The point of these problems, and the main function of Bayes' rule, is to combine new evidence (data) with prior information to update our beliefs about a set of hypotheses. For a good introduction to the Bayesian way of thinking, check out E.T. Jaynes' book Probability Theory: The Logic of Science. Here, I want to provide a protocol for attacking these problems that should elucidate the process, and maybe clear up some confusion about Bayes' rule.

Bayes' Rule

I like to write Bayes' rule like this:
$$P\left(H|DX\right) = P\left(H|X\right) \frac{P\left(D|HX\right)}{P\left(D|X\right)},$$
where the symbols mean the following:
  • $H$: A hypothesis, which is a proposition like "She's a witch," or "I like pizza, and bats are reptiles." It can always be written as a full grammatical sentence.
  • $D$: The data, which may consist of many indiviudal data points.
  • $X$: The prior information. This always includes the problem statement, and may include other things. In principle, it includes everything you believe to be true about the universe in which the problem takes place. If you include irrelevant information in $X$, it will have no effect on the problem.
You'll see slightly different representations elsewhere, notably omitting the $X$ (leaving it implicit), and using other symbols for $D$ and $H$. I like this representation because it has a clear narrative. There are four quantities here, which can be interpreted as:
  • The posterior probabilty, $P\left(H|DX\right)$: The probability that the hypothesis is true, given the prior information AND the data. This is what we want to calculate.
  • The prior probability, $P\left(H|X\right)$: The probability that the hypothesis is true given the prior information, but without knowing the data.
  • The sampling distribution, $P\left(D|HX\right)$: The probability that we would see this data set if the hypothesis and the prior information were both true.
  • A normalizing constant, $P\left(D|X\right)$: The probability that we would observe the data regardless of the hypothesis. Sometimes called the marginal.

The plan 

The plan for solving problems like this is the following:
  1. Write down Bayes' rule.
  2. Write out all of the hypotheses as English sentences.
  3. Write down the data.
  4. Find all of the prior probabilities.
  5. Find all of the sampling distributions.
  6. Construct the normalizing term.
  7. Shut up and calculate.
Let's take a closer look at the example problem from above.

Write down Bayes' rule

This seems obvious, but go ahead and do it anyway. In fact, write it using the notation above, since it's hard to forget what you're doing that way. I would give you about 80% credit as an interviewer if you got this far and were able to explain the terms.

Write out the hypotheses

In the Bayesian view, there is a space of hypotheses that describe every way the universe can be. For each problem, there is a set of mutually exclusive hypotheses that span that space. We might label them $\left(H_1, H_2,...,H_N \right)$. If you don't know what every member of this space is, you can't do the problem. On the other hand, this space reflects your view of the universe, so you can always define it in principle.

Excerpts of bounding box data
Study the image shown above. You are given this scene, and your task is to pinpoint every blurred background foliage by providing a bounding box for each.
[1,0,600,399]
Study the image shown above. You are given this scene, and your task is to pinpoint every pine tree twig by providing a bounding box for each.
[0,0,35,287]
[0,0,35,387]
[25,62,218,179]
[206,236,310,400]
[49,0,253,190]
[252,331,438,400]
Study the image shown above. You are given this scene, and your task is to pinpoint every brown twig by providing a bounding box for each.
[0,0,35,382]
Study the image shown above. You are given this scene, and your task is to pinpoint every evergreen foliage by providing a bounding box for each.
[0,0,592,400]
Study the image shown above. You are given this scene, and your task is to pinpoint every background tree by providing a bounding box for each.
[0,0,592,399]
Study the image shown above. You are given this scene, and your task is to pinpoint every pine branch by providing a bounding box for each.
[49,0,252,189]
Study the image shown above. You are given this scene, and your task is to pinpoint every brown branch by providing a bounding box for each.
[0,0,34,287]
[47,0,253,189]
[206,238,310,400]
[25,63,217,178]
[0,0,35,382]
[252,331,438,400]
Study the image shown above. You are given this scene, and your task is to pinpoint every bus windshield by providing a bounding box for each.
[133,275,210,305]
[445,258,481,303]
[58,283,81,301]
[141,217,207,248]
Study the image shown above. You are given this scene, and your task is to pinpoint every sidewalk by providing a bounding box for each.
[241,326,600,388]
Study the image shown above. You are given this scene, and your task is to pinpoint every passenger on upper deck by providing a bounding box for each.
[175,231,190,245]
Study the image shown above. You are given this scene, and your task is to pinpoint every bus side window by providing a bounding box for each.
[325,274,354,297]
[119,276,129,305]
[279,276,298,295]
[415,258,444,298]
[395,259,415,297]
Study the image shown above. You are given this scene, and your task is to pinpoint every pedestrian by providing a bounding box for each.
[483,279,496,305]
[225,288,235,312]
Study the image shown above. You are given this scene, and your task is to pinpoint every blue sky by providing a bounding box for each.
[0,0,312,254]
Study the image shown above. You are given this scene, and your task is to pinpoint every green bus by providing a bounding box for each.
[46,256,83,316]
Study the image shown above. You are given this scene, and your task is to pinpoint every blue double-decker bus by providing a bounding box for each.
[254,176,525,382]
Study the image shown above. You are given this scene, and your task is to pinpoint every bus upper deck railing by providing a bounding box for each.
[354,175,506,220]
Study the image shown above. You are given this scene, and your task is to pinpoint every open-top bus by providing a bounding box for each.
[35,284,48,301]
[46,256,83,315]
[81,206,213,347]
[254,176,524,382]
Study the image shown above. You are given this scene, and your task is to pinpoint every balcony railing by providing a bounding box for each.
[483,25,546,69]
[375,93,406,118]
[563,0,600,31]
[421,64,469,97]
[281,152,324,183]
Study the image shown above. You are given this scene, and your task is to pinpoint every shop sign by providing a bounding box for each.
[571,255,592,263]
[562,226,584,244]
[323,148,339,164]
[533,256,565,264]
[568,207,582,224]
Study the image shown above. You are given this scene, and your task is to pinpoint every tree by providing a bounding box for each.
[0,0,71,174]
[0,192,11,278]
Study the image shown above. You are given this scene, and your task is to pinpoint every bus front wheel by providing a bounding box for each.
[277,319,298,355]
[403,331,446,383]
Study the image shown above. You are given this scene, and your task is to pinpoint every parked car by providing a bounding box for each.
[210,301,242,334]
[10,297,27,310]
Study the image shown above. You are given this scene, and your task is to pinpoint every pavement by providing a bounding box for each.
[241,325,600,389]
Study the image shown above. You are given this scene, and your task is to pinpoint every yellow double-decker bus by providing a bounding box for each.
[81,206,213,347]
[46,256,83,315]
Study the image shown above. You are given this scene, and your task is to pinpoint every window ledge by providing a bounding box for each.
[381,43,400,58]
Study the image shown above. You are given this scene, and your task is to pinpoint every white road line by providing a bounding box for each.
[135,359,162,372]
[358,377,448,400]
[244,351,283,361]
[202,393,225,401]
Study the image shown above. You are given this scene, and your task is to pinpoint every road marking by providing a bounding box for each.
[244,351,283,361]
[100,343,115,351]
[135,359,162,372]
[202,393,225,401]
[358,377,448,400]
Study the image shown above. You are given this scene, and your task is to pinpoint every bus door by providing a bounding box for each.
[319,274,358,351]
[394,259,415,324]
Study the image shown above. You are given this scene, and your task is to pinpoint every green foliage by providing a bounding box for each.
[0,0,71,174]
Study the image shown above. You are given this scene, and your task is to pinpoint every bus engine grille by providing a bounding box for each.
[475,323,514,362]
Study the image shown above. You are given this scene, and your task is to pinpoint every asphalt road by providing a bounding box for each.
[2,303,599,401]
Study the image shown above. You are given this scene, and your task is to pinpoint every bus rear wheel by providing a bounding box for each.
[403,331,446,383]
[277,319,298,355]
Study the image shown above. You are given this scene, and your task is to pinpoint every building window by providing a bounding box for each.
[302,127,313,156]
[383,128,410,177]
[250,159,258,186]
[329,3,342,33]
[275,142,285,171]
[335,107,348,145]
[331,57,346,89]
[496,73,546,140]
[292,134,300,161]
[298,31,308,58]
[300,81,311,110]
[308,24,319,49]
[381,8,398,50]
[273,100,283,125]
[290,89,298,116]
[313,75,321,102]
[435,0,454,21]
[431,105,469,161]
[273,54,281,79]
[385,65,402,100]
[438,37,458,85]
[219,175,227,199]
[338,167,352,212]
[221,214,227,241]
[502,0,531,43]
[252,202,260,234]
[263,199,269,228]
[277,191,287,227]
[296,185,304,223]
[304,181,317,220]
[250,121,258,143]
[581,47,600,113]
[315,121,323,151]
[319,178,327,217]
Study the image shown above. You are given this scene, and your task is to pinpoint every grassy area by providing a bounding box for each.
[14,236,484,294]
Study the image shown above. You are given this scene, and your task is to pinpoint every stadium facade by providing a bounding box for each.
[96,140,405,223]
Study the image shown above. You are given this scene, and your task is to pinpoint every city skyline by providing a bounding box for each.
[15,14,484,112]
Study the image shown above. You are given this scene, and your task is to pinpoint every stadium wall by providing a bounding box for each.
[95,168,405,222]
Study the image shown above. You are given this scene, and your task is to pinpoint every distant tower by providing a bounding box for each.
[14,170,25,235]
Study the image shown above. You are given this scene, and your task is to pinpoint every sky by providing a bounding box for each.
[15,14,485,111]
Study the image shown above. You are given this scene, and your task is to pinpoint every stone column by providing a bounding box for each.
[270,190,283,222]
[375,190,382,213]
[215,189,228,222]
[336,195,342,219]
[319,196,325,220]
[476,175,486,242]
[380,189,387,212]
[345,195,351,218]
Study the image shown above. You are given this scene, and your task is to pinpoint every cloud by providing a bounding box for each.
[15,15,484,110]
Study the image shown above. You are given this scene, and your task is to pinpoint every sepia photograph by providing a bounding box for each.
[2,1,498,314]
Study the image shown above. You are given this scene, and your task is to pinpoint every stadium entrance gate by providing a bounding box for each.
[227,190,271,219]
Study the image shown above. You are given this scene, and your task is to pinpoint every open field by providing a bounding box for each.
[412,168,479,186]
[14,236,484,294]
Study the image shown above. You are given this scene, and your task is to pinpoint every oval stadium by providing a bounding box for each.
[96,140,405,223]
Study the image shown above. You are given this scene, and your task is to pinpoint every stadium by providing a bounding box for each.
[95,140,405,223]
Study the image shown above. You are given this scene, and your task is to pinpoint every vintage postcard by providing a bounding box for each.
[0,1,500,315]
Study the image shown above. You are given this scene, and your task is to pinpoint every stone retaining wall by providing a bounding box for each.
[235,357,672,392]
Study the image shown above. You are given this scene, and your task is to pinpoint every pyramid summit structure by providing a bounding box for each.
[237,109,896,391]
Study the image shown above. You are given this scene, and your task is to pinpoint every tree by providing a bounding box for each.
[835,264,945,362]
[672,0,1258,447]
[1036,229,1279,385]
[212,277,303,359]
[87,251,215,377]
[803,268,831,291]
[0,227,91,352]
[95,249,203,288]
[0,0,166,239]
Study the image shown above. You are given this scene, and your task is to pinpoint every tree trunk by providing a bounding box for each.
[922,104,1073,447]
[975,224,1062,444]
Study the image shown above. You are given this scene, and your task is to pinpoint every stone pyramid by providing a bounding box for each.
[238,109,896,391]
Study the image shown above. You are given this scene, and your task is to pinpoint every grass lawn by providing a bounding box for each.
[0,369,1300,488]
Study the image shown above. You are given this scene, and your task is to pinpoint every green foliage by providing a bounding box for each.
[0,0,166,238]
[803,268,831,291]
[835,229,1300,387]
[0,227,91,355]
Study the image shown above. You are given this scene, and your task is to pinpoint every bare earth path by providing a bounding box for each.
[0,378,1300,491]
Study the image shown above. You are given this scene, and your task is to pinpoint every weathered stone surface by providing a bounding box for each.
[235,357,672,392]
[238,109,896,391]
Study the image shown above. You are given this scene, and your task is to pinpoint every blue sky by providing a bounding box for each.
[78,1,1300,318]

**Things to do:**
(a) Condense the paragraph of the Bayes' rule passage that begins "In the Bayesian view" into a shorter version that keeps its main facts.
(b) Print the Bayes' rule passage word for word from "2. Write out" to "explain the terms.".

**Solved problems:**
(a) Bayesians see a space of hypotheses covering every way the universe can be. Each problem has a set of mutually exclusive hypotheses spanning that space, labeled $\left(H_1, H_2,...,H_N \right)$. You can't solve the problem without knowing every member. Because the space reflects your view of the universe, you can always define it in principle.

(b)
2. Write out all of the hypotheses as English sentences.
  3. Write down the data.
  4. Find all of the prior probabilities.
  5. Find all of the sampling distributions.
  6. Construct the normalizing term.
  7. Shut up and calculate.
Let's take a closer look at the example problem from above.

Write down Bayes' rule

This seems obvious, but go ahead and do it anyway. In fact, write it using the notation above, since it's hard to forget what you're doing that way. I would give you about 80% credit as an interviewer if you got this far and were able to explain the terms.